** Given problem **
Pick out each line in the items below that contains the word "Target", and copy those lines word for word.

Position annotation records:
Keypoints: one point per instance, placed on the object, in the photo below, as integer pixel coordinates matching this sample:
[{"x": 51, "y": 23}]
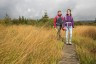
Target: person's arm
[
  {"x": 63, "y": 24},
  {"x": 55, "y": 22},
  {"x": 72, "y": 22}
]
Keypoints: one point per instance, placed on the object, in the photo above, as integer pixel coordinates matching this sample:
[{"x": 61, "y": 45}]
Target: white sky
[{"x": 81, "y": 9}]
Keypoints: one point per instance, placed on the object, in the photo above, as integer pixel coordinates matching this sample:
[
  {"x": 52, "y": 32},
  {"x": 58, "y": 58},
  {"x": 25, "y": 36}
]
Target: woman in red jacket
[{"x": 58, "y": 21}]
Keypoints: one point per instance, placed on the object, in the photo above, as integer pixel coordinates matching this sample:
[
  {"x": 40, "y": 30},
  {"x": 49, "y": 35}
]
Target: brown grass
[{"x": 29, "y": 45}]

==

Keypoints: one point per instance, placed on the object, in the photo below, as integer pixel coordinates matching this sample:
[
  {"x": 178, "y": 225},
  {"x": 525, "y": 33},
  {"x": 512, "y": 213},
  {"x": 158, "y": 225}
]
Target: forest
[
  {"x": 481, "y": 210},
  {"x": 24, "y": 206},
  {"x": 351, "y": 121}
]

** Written answer **
Target: person's arm
Target: white sky
Target: woman in red jacket
Target: brown grass
Target: forest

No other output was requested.